BEGIN

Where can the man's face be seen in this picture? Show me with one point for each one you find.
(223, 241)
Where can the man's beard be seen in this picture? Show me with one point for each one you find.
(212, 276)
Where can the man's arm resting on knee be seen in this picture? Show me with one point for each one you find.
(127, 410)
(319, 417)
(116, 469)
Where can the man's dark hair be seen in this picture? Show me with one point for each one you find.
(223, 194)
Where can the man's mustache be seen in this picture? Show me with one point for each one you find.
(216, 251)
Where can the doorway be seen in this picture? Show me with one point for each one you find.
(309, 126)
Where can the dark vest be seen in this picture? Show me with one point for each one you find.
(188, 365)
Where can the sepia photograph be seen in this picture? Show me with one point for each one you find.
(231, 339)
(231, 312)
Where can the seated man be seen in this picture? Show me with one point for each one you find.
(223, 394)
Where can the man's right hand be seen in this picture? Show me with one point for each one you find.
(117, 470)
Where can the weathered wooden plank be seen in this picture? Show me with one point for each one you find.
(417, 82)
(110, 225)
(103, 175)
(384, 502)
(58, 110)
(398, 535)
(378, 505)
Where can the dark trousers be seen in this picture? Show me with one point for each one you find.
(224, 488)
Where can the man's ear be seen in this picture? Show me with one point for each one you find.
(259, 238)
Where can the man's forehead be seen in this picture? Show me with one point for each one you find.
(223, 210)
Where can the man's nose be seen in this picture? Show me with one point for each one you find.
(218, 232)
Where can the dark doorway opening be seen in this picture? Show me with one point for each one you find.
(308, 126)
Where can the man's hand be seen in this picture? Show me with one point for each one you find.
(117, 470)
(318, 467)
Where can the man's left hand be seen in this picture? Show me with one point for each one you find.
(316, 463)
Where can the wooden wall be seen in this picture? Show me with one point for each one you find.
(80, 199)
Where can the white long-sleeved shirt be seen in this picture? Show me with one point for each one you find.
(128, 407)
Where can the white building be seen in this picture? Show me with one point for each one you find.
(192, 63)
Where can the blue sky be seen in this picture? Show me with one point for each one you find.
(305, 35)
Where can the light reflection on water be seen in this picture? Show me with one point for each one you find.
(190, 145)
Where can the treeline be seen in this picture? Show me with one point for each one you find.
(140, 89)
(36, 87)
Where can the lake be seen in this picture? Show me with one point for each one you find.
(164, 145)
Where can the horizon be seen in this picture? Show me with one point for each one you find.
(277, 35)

END

▶ [What is required]: Copy the data exactly, starting at the line that contains "Where can the horizon" and continuing through the end of the data.

▶ [Finished answer]:
Where can the horizon be seen in this picture? Show me with one point for each one you find.
(277, 35)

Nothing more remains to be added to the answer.